- _Excerpted text_:
I would only order things that I couldn't get locally. A classic, or something tacticool. You have to figure in shipping and waiting on it to ship, then on gun broker some charge extra if you use a credit card. So I'm supposed to pay you cash when I'm a few states over, OK.

Maybe buy some ammo while you pick up an online purchase, the poor guys only getting a few bucks for the transfer.


----------



## survival (Sep 26, 2011)

I think what got buds popular was their online bidding thing where the 1911 colt (for example) was $10 bucks and 30 seconds left to go in the bidding and it finally sold for a few more dollars. 

When I checked into it and wanted to bid, there was something fishy to it from what I can recall, which at that point I stopped looking at their bidding section knowing something wasn't right.


----------



## jimb1972 (Nov 12, 2012)

I have ordered several guns from Bud's and never had a problem. There are no local gunshops within 30 miles of me, but I do have local FFL's who will handle the transfer. They have never canceled an order and I have never seen or read anything about them being hated in the firearms community. Shipping is included on almost all of the guns they sell (I am not aware of any with any shipping charges much less exorbitant ones) I no longer do business with Cheaper Than Dirt, but they are unrelated to Bud's.

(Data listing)

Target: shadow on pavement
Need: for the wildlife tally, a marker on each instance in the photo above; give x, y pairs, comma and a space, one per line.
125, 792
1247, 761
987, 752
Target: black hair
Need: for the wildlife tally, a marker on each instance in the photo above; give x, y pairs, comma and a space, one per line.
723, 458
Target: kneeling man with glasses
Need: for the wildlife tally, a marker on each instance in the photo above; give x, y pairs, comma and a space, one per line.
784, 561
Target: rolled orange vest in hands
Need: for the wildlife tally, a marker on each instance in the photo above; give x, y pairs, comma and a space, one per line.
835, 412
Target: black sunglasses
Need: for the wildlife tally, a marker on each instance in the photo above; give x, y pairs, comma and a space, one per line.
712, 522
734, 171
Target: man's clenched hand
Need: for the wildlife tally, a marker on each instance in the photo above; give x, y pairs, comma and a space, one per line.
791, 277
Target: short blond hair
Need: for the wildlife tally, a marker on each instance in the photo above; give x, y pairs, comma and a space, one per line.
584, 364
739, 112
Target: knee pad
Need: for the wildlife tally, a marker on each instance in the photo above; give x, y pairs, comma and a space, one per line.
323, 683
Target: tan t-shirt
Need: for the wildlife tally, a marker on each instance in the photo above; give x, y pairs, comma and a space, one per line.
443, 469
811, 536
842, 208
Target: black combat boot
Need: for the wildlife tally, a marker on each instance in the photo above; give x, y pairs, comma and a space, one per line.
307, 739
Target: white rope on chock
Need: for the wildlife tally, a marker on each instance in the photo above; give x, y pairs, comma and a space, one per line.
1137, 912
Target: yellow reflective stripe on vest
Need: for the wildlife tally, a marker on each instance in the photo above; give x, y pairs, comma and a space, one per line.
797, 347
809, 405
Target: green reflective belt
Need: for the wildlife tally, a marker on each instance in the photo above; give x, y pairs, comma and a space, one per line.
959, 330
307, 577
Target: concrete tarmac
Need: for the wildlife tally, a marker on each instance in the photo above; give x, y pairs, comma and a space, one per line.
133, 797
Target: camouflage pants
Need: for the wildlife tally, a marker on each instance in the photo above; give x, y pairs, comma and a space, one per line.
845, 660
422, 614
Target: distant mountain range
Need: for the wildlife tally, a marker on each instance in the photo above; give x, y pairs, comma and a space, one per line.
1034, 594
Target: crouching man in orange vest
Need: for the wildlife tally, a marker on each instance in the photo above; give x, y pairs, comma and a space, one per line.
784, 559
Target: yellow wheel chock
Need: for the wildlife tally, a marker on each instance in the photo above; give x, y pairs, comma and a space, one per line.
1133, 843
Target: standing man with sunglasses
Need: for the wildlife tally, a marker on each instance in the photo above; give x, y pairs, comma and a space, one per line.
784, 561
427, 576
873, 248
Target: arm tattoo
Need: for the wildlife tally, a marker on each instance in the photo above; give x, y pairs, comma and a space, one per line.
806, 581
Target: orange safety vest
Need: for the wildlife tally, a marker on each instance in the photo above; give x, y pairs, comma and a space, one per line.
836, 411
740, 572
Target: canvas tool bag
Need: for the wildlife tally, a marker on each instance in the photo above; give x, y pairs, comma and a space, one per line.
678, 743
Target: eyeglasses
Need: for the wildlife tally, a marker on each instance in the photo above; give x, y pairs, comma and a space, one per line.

- _Exercises to complete_:
**a)** Condense the paragraph of the forum thread that begins "I have ordered several guns from Bud's" into a shorter version that keeps its main facts.
**b)** Reproduce the records starting with the line that contains "Target: canvas tool bag" and going on through the end of the records, with nothing changed.
The forum thread and the records are separate and have no connection to each other.

- _The results_:
**a)** The writer has bought several guns from Bud's with no problems. No gun shop is within 30 miles, but local FFLs handle the transfers. Bud's has never canceled an order, and the writer has seen nothing saying the firearms community hates it. Shipping is included on almost all its guns, and the writer knows of none with shipping charges. The writer no longer buys from Cheaper Than Dirt, which is unrelated to Bud's.

**b)**
Target: canvas tool bag
Need: for the wildlife tally, a marker on each instance in the photo above; give x, y pairs, comma and a space, one per line.
678, 743
Target: eyeglasses
Need: for the wildlife tally, a marker on each instance in the photo above; give x, y pairs, comma and a space, one per line.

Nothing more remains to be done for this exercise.